Short problem
The entries below contain pictures. Retype everything except those pictures, exactly as given.

Input
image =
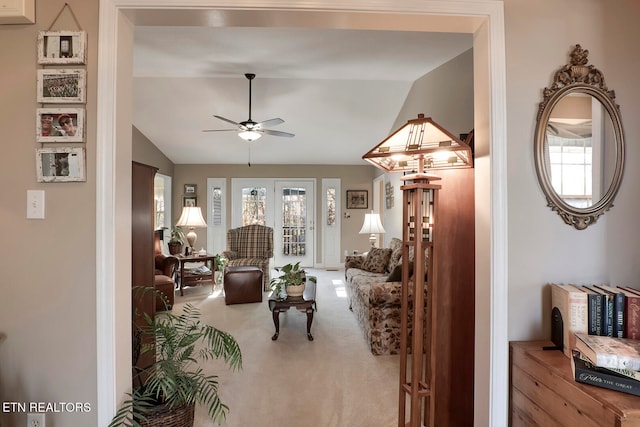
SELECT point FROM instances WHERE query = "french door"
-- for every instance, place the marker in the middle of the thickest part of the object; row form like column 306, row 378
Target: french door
column 294, row 220
column 285, row 205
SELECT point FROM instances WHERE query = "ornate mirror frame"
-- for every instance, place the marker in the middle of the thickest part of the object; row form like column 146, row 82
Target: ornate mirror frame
column 578, row 77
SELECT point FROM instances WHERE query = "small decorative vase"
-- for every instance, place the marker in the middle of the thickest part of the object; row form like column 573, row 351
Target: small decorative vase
column 175, row 248
column 296, row 290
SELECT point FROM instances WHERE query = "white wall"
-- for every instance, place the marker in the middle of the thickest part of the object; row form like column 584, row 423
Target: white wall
column 542, row 248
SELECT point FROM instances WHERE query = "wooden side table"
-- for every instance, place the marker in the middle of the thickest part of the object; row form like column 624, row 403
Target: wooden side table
column 193, row 277
column 543, row 392
column 306, row 303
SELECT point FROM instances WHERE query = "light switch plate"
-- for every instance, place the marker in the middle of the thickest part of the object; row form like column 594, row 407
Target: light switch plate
column 35, row 204
column 17, row 12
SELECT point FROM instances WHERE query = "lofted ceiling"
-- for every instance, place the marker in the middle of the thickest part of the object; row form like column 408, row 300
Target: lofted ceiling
column 339, row 91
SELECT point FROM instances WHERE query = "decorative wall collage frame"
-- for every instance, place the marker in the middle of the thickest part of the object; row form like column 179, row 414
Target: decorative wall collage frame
column 60, row 125
column 61, row 86
column 55, row 124
column 357, row 199
column 62, row 47
column 64, row 164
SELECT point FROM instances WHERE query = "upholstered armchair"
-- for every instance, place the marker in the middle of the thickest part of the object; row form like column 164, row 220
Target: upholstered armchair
column 165, row 273
column 251, row 245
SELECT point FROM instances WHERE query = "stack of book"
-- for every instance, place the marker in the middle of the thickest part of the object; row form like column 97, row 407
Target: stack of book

Full response
image =
SELECT point FROM instances WHERE query = "french door"
-- for every instance, place the marker in the middle of the thickest part of the object; row form like column 306, row 378
Target: french door
column 294, row 220
column 285, row 205
SELECT point FROM instances WHERE query = "ornate mirror frame"
-- for every instance, place the marker in the middle of the thickest part of the object; row form like column 146, row 82
Target: ornate mirror frame
column 578, row 77
SELECT point FROM instances WHERE query = "small decorative vase"
-- for every instance, place the marker in the middle of the thickest part of the object; row form like column 573, row 351
Target: small decorative vase
column 175, row 248
column 296, row 290
SELECT point FROM instances WHERE query = "white wall"
-- for every instance, place the marker in the middle of the thickest part of the object; row form like column 584, row 423
Target: white wall
column 542, row 248
SELECT point FROM instances WHERE query = "wooden side table"
-- for every instance, place the marker in the middle of the thickest part of the object; row form like column 624, row 403
Target: wooden side table
column 193, row 277
column 543, row 392
column 306, row 303
SELECT point FROM instances WHERE query = "light switch plate"
-- for every instance, place the marker in the middle of the thickest part of the object; row form like column 594, row 407
Target: light switch plate
column 35, row 204
column 17, row 12
SELECT point FROM instances WHERE query = "lofted ceiling"
-- for every instance, place the marker in the middle of the thickest part of the object; row form like column 408, row 300
Target: lofted ceiling
column 339, row 91
SELECT point FROM instances WHERE query = "decorative wall collage frame"
-- for every instance, place the marker in the middle of the thickest part of the object; row form like column 179, row 414
Target: decorative wall collage frame
column 60, row 125
column 61, row 86
column 55, row 124
column 357, row 199
column 62, row 47
column 64, row 164
SELECT point FROM instances WHERE query = "upholstered armchair"
-- for every instance, place the marker in the middle of the thickest part of the object; row form like column 164, row 220
Target: upholstered armchair
column 165, row 273
column 251, row 245
SELECT point FROM instances WHERE query = "stack of book"
-- for every instance, place the marker in the middle of the thickest part of the object; row form like column 97, row 407
Target: stack of book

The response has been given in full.